* _Source extract_
- DATE: January 12th
- TIME: 12PM US ET
- REGISTER HERE
Please join the DC CFAR Women & HIV Scientific Interest Group and Harvard University CFAR Co-Led Inter-CFAR Collaboration on HIV Research in Women Working Group for a co-sponsored virtual seminar featuring Dr. Marielle Gross, Assistant Professor at Temple University and Founder and CEO of de-bi, co., on January 12th, 2026 from 12:00 – 1:00 PM.
Dr. Gross will present, “Decentralized Biobanking for Transparency, Trust, and Justice in HIV Research,” an overview of the unique applications, implications, and challenges for implementing decentralized biobanking for HIV research, followed by a mediated discussion.
| Meet the Speaker |
![]() Dr. Marielle S. Gross is Founder and CEO of de-bi, co., pioneering decentralized biobanking solutions that link patients, scientists, and clinicians to build a more inclusive and equitable research ecosystem. An Assistant Professor (Adjunct) at Temple University and a rural obstetrician-gynecologist, Dr. Gross is recognized for her leadership in advancing structural justice for people living with HIV in breastfeeding and assisted reproduction domains. Her interdisciplinary work, spanning bioethics, blockchain technology, and privacy-preserving systems, aims to overcome distrust and fragmentation in biomedical research through accountable, patient-centered innovation. An alumna of Columbia, NYU, the University of Florida, and Johns Hopkins, and a named inventor on several patents, Dr. Gross is committed to embedding trust, transparency, and inclusion in biomedical science and healthcare. |
Decentralized Biobanking for Transparency, Trust, and Justice in HIV Research
“Patients who donate biosamples or data for research do not learn what becomes of their contributions, even if the science they enable changes the world or has the potential to save their own life. This broken feedback loop between patients and science is a byproduct of outdated ethical frameworks and research methods that strip patient identifiers to protect privacy, sacrificing the patient’s voice, hindering ongoing collaboration, and blocking direct translation of benefits from bench to bedside. What if patients could be recognized and included throughout the research process, while ensuring their privacy is preserved? We are developing decentralized biobanking technology to reconnect patients to their specimens, allowing sample tracking, community engagement and benefit sharing via a secure digital platform. By bridging patients, samples, and scientists, we can foster respect, rebuild trust, unlock health insights, and create opportunities for shared governance, prosperity, and progress. In this talk, we will review underlying principles for decentralized biobanking, demonstrate a live de-bi app currently in use for fallopian tube research, highlight findings from an ongoing national survey, and discuss the unique applications, implications, and challenges for implementing decentralized biobanking for HIV research.”

* _Excerpted records_
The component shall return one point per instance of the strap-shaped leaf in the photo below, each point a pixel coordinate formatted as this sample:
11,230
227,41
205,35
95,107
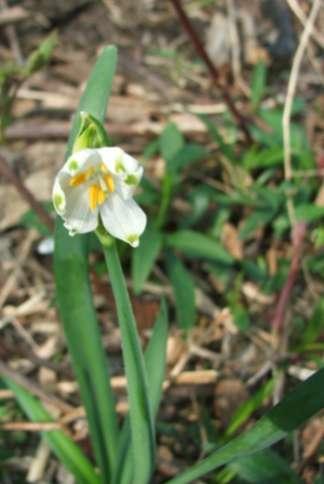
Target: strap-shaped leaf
64,447
144,256
74,296
299,405
155,360
140,414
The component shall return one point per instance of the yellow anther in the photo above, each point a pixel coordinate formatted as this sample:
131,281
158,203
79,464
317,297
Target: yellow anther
78,179
101,196
109,183
103,168
81,177
96,196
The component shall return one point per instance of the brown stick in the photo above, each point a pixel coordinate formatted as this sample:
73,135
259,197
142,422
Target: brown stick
7,172
298,236
201,51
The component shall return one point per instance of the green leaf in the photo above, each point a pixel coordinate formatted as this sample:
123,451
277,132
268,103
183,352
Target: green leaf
265,467
225,148
74,295
140,413
96,95
309,212
144,256
298,406
244,412
258,83
62,446
265,158
155,361
183,290
198,245
171,141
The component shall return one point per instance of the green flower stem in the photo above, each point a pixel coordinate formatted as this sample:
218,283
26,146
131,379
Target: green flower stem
167,187
141,422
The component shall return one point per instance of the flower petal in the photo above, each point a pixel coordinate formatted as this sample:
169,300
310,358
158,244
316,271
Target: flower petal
123,219
80,161
78,216
58,197
128,172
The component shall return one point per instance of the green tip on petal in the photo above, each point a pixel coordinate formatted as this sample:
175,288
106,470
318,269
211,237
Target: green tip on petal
131,180
91,134
133,240
120,167
58,202
105,239
73,165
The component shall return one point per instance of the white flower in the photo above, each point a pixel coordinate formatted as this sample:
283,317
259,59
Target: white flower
100,182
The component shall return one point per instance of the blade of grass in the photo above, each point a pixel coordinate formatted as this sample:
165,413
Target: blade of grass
303,402
144,256
75,299
183,289
155,359
62,446
140,414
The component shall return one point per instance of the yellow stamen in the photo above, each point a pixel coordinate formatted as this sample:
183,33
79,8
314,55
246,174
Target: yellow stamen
78,179
96,196
81,177
101,196
103,168
109,182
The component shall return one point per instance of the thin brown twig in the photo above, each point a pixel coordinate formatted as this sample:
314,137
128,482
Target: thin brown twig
298,228
291,89
214,73
7,172
299,232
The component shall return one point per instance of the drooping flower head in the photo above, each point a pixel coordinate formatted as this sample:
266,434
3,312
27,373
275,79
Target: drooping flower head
97,185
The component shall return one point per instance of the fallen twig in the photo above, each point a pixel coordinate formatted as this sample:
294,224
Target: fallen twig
201,51
7,172
299,232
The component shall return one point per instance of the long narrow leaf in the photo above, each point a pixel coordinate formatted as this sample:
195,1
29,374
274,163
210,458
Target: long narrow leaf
75,299
141,422
303,402
64,448
184,291
155,360
144,256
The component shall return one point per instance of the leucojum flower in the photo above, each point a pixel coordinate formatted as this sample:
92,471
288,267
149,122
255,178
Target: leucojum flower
96,186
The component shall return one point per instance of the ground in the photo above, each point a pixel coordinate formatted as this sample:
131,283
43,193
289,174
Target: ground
258,324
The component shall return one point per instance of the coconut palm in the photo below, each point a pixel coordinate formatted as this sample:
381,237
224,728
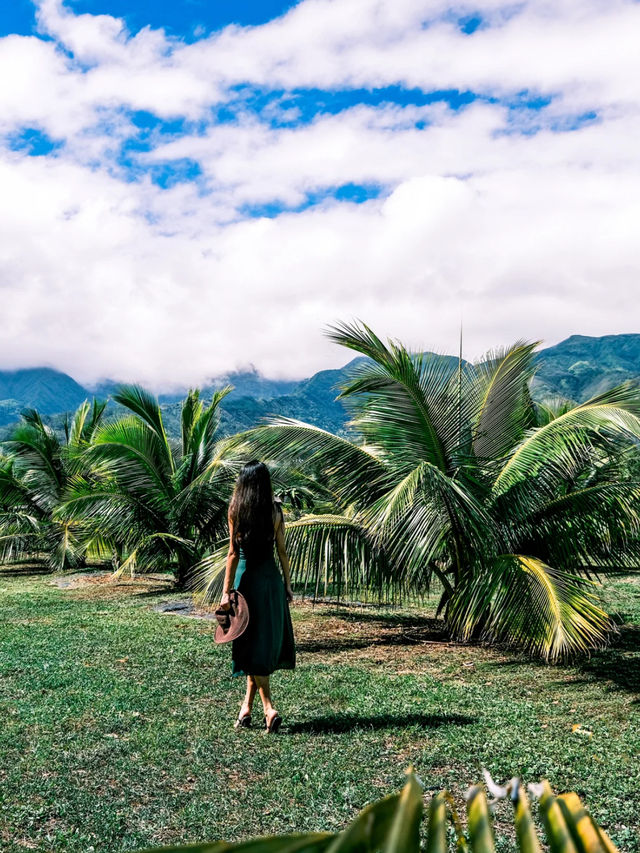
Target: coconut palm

* _Exercise prompt_
Return the part of the seminar announcement between "Dr. Gross will" and "a mediated discussion.", inclusive, word for word. You won't need the entries for this.

* _Solution to this problem_
Dr. Gross will present, “Decentralized Biobanking for Transparency, Trust, and Justice in HIV Research,” an overview of the unique applications, implications, and challenges for implementing decentralized biobanking for HIV research, followed by a mediated discussion.